BEGIN Records supplied
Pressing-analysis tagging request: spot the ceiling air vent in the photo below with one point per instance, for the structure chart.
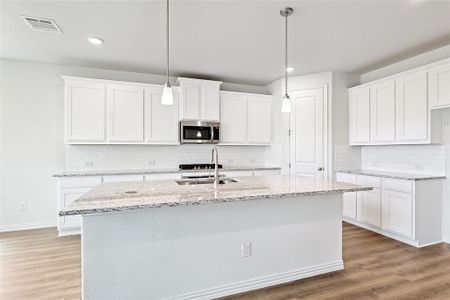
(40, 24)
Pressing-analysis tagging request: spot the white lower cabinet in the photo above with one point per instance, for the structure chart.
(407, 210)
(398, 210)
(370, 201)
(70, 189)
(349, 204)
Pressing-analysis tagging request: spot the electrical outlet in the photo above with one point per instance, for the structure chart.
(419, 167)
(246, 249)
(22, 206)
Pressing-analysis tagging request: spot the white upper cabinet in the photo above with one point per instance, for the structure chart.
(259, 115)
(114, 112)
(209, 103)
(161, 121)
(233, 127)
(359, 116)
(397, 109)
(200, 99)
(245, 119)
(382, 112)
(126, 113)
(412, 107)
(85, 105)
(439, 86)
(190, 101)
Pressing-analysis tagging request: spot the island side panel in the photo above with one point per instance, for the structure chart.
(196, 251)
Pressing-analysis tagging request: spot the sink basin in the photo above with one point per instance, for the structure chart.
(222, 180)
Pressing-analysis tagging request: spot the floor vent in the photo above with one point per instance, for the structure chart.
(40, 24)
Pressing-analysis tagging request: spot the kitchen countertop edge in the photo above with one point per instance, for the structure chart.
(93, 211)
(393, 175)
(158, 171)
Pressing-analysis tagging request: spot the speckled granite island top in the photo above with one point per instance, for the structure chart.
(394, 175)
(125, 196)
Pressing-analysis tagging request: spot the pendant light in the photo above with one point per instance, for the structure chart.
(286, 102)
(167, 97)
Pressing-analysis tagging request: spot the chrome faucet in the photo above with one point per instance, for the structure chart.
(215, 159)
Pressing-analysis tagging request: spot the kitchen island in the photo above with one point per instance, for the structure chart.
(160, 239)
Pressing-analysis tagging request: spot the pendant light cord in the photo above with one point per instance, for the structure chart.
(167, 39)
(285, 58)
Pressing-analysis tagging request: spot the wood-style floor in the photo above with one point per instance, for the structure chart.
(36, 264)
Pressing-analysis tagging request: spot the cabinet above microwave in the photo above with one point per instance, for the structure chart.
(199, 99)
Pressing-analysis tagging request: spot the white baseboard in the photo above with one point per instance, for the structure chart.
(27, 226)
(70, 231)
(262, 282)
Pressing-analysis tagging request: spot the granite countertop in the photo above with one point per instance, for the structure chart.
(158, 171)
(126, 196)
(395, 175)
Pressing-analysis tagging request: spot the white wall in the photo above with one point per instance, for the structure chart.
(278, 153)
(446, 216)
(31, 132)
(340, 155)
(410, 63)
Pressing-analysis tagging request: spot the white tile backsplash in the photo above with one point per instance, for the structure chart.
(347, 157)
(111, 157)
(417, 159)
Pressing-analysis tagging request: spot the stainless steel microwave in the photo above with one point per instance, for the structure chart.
END Records supplied
BEGIN Records supplied
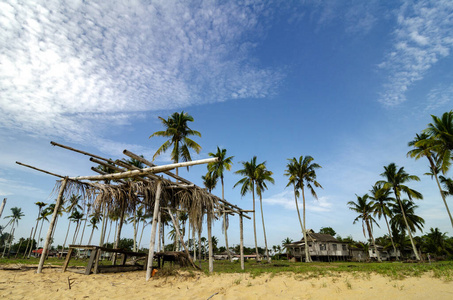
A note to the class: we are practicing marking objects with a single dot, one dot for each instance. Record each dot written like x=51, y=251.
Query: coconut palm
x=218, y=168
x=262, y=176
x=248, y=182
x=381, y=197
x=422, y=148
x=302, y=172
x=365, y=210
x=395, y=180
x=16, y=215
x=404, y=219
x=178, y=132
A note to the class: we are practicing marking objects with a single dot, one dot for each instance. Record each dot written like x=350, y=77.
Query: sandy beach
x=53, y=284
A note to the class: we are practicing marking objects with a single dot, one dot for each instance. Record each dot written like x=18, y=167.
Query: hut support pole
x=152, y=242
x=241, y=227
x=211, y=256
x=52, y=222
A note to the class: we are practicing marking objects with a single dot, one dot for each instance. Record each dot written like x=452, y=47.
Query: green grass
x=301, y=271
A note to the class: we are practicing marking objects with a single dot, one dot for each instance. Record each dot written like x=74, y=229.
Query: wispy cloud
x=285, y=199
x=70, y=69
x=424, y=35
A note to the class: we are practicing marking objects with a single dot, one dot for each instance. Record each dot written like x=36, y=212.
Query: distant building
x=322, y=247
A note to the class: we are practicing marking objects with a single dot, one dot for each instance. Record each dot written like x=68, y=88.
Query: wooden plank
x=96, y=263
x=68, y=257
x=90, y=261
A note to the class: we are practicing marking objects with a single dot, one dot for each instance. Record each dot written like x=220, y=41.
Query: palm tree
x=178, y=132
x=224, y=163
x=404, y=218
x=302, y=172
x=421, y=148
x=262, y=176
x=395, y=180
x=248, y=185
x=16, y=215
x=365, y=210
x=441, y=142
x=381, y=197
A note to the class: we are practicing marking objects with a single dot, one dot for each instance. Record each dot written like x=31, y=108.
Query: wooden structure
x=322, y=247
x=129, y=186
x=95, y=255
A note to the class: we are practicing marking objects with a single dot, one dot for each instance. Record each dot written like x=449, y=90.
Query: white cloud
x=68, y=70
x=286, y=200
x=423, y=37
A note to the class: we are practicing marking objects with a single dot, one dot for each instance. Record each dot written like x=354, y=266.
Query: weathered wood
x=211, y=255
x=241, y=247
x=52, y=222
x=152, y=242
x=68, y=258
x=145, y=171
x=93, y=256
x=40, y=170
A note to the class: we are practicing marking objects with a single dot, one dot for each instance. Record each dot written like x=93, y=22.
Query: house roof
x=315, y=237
END Records supplied
BEGIN Records supplied
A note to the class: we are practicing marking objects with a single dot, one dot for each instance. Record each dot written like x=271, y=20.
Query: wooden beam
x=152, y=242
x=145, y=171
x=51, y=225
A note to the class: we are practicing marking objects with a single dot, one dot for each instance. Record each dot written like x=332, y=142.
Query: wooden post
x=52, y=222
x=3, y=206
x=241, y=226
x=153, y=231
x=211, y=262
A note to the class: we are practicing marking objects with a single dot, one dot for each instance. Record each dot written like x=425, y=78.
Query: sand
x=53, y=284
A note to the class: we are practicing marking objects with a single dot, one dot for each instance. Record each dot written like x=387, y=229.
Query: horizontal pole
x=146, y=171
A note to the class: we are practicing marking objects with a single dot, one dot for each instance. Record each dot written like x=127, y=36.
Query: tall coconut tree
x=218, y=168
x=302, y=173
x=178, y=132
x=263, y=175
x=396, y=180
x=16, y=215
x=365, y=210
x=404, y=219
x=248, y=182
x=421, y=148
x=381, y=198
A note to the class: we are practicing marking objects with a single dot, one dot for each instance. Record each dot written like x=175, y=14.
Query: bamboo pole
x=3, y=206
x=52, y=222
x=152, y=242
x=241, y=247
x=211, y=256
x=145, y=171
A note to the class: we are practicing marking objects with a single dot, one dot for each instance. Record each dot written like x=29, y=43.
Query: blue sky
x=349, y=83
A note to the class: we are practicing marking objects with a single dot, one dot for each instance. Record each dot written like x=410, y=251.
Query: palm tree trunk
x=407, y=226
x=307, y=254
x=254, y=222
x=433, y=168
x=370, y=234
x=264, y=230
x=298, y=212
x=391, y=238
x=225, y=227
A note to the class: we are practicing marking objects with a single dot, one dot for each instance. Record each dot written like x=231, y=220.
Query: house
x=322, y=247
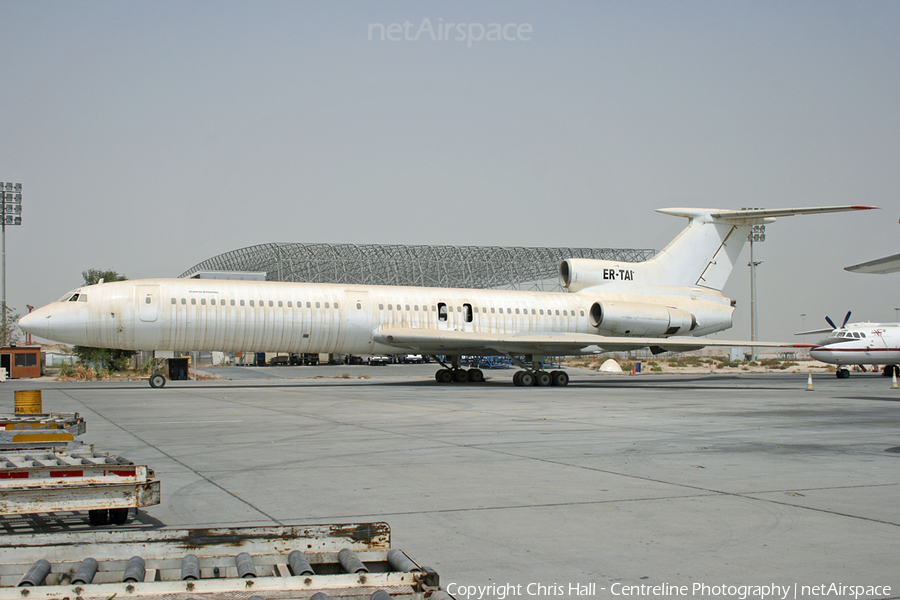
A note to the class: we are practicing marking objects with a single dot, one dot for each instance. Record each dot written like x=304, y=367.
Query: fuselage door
END Records supplied
__Description of the task__: All that is wanted is a faithful reproduction of the line above with "Pressing-analysis tagging request: spot the pendant light cord", the line with "Pressing-analysis tagging request: spot the stainless", and every line in between.

__Expected output__:
Pressing-analysis tagging request: spot the pendant light cord in the photo above with one point per instance, for the structure chart.
(167, 39)
(285, 58)
Pressing-analysis tagging request: spot the wood-style floor in the photo above with one point per instance, for the structure chart.
(36, 264)
Pressing-analysis tagging request: spot the cabinet above microwave in the photo above with one point per instance, for the structure chart.
(199, 99)
Pressing-analysis tagging request: spot the white baseboard in the photo above with one point per instance, for the structure chart.
(27, 226)
(70, 231)
(262, 282)
Pressing-analysis tagging request: spot the granite countertop in the photo above with one point per instance, for the structure chart.
(158, 171)
(126, 196)
(395, 175)
Pressing-analysis tagging request: spot the white wall in the photo above with one point per instance, for the structure chart.
(278, 153)
(446, 216)
(31, 132)
(340, 155)
(410, 63)
Pressing-analysis tagging request: spot the white tile backsplash in the photo above with one point per instance, for the structure chart.
(347, 157)
(111, 157)
(417, 159)
Pressing-analysis tagging request: spot the stainless steel microwave in the photo above with one point per instance, for the structure chart.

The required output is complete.